__What to work on__
Make an exact copy of the entries below.

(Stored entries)
>> BEGIN
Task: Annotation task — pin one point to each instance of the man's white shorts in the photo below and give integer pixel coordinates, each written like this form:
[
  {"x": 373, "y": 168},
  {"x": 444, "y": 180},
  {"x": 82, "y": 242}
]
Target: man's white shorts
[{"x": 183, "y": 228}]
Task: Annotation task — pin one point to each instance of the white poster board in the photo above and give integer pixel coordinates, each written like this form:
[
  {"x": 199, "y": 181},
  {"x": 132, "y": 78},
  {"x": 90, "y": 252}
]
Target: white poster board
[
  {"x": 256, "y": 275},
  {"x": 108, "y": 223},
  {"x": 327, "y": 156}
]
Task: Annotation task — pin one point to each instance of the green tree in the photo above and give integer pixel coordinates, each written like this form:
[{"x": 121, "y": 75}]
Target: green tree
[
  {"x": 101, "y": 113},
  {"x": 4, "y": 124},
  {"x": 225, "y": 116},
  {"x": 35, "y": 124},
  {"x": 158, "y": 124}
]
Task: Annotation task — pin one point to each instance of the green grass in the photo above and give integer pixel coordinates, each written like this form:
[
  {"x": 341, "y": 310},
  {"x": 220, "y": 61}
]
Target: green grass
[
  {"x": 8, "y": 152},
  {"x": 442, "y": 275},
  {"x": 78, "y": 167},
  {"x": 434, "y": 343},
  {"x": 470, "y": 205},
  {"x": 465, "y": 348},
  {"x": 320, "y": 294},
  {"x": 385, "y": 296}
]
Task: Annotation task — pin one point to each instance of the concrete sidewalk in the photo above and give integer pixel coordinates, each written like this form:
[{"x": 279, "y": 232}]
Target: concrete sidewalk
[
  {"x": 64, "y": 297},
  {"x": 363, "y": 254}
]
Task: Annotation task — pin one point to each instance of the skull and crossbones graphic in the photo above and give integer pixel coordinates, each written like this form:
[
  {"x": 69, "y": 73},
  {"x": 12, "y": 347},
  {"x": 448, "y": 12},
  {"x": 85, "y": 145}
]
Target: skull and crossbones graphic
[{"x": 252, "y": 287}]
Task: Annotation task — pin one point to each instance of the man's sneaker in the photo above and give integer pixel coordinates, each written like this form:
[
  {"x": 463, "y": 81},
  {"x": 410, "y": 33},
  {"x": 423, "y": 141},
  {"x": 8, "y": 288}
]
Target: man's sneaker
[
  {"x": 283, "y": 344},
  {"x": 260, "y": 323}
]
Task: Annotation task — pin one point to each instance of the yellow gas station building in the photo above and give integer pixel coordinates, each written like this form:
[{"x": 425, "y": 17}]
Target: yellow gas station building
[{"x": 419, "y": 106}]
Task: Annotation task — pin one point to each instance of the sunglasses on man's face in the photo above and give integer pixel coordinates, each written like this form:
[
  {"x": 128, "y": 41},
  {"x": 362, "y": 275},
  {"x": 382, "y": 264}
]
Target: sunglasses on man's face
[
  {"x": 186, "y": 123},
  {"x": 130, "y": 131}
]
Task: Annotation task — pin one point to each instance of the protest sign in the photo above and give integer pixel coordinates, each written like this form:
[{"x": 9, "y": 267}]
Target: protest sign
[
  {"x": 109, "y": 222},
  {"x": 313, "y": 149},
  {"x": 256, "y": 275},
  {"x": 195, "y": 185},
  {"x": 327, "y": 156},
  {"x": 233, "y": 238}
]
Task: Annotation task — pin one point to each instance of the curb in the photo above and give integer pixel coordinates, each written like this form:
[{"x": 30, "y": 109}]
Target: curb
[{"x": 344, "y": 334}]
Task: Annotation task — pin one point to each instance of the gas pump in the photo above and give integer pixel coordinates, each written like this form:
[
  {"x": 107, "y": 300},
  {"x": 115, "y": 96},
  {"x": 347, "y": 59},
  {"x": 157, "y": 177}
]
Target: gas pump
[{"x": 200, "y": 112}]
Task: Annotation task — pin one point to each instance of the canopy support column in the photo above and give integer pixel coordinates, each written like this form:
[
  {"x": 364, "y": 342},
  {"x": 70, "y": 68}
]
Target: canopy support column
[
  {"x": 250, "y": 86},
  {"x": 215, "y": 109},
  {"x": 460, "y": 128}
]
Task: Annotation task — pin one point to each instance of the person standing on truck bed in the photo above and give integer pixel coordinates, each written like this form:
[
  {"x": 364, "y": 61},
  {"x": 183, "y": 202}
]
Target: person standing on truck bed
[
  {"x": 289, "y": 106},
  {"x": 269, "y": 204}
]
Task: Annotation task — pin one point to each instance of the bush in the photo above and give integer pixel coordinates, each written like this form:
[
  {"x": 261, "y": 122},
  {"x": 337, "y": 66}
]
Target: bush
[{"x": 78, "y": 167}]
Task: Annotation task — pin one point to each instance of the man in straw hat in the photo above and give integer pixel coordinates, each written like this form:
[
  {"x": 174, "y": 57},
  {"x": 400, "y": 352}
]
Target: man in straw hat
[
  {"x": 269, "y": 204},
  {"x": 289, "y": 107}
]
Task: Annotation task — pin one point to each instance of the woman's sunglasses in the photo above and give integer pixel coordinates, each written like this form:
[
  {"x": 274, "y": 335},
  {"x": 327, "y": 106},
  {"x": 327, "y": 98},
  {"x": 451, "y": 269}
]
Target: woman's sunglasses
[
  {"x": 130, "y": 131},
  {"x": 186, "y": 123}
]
>> END
__Response__
Task: Annotation task — pin one point to each instance of the man's white shorts in the photo below and give integer pixel coordinates, each written like this form:
[
  {"x": 373, "y": 168},
  {"x": 444, "y": 180},
  {"x": 82, "y": 242}
]
Target: man's white shorts
[{"x": 183, "y": 228}]
Task: Annotation task — pin one point to each instance of the white poster board in the photo above and give integer pixel coordinates, each written like this form:
[
  {"x": 199, "y": 181},
  {"x": 132, "y": 78},
  {"x": 90, "y": 252}
]
Target: white poster board
[
  {"x": 256, "y": 275},
  {"x": 108, "y": 223},
  {"x": 327, "y": 156}
]
Task: Annotation task — pin one point to each instance of the green tree in the photo above and give integer pixel coordinates, each written like this form:
[{"x": 121, "y": 75}]
Target: green tree
[
  {"x": 101, "y": 113},
  {"x": 4, "y": 124},
  {"x": 225, "y": 116},
  {"x": 35, "y": 124},
  {"x": 158, "y": 124}
]
Task: Annotation task — pin one point to each instance of the green grass in the photo above and give integer pixel coordinates, each written like this form:
[
  {"x": 341, "y": 310},
  {"x": 220, "y": 61}
]
Target: green grass
[
  {"x": 8, "y": 152},
  {"x": 442, "y": 275},
  {"x": 78, "y": 167},
  {"x": 434, "y": 343},
  {"x": 470, "y": 205},
  {"x": 465, "y": 348},
  {"x": 320, "y": 294},
  {"x": 385, "y": 296}
]
Task: Annotation task — pin one point to each instance of the concrete sidewalk in the photo above and give integer pixel coordinates, each written like this form:
[{"x": 279, "y": 232}]
Target: concrete sidewalk
[
  {"x": 64, "y": 297},
  {"x": 363, "y": 254}
]
Task: Annotation task — pin one point to each instance of the skull and crossbones graphic in the photo above and give integer pixel coordinates, each written like this form:
[
  {"x": 69, "y": 73},
  {"x": 12, "y": 347},
  {"x": 448, "y": 12},
  {"x": 85, "y": 145}
]
Target: skull and crossbones graphic
[{"x": 252, "y": 287}]
Task: Annotation task — pin one point to each instance of the man's sneaker in the photo above and give integer pixel coordinates, each written like this form:
[
  {"x": 463, "y": 81},
  {"x": 410, "y": 33},
  {"x": 423, "y": 141},
  {"x": 8, "y": 288}
]
Target: man's sneaker
[
  {"x": 283, "y": 344},
  {"x": 260, "y": 323}
]
Task: Annotation task — pin one point to each instance of the yellow gas station building in the photo above and give integer pixel coordinates, each written like this form:
[{"x": 425, "y": 17}]
Target: yellow gas station building
[{"x": 419, "y": 106}]
Task: Annotation task — pin one point to each instance of the sunglasses on man's face in the photo above and give integer pixel coordinates, each written like this form:
[
  {"x": 128, "y": 41},
  {"x": 362, "y": 275},
  {"x": 382, "y": 264}
]
Target: sunglasses on man's face
[
  {"x": 186, "y": 123},
  {"x": 130, "y": 131}
]
Task: Annotation task — pin one point to each instance of the protest sign in the photo above and give integer pixel coordinates, each written like this form:
[{"x": 9, "y": 267}]
Target: protest sign
[
  {"x": 109, "y": 222},
  {"x": 313, "y": 149},
  {"x": 256, "y": 275},
  {"x": 195, "y": 185},
  {"x": 327, "y": 156},
  {"x": 233, "y": 238}
]
Task: Annotation task — pin one point to each instance of the curb in the photo above and give integer pixel coordinates, each written like this form:
[{"x": 30, "y": 109}]
Target: curb
[{"x": 344, "y": 334}]
Task: Annotation task — pin one point to each instance of the gas pump in the photo above and give integer pixel coordinates, each written like this form:
[
  {"x": 107, "y": 300},
  {"x": 115, "y": 96},
  {"x": 347, "y": 59},
  {"x": 157, "y": 177}
]
Target: gas pump
[{"x": 200, "y": 112}]
Task: Annotation task — pin one point to each instance of the canopy support column in the photo above and give integer pixel coordinates, each written like this form:
[
  {"x": 364, "y": 342},
  {"x": 70, "y": 68}
]
Target: canopy support column
[
  {"x": 250, "y": 86},
  {"x": 215, "y": 109},
  {"x": 460, "y": 128}
]
Task: Annotation task — pin one point to each instance of the person standing on truck bed in the photo above and give integer pixel coordinates, each written like this form:
[
  {"x": 364, "y": 61},
  {"x": 183, "y": 202}
]
Target: person standing on truck bed
[
  {"x": 289, "y": 106},
  {"x": 269, "y": 204}
]
Task: Annotation task — pin one point to each instance of the bush in the photo above and give integer pixel coordinates, each written like this form:
[
  {"x": 261, "y": 122},
  {"x": 337, "y": 66}
]
Target: bush
[{"x": 78, "y": 167}]
Task: Annotation task — pin one point to each instance of the man in straw hat in the photo above and give integer pixel coordinates, each written like this form:
[
  {"x": 174, "y": 57},
  {"x": 400, "y": 352}
]
Target: man in straw hat
[
  {"x": 269, "y": 204},
  {"x": 289, "y": 107}
]
Task: Annotation task — pin one point to each instance of the woman's sunglasses in the photo above and give integer pixel coordinates, each written like this form:
[
  {"x": 274, "y": 335},
  {"x": 327, "y": 106},
  {"x": 327, "y": 98},
  {"x": 451, "y": 269}
]
Target: woman's sunglasses
[
  {"x": 130, "y": 131},
  {"x": 186, "y": 123}
]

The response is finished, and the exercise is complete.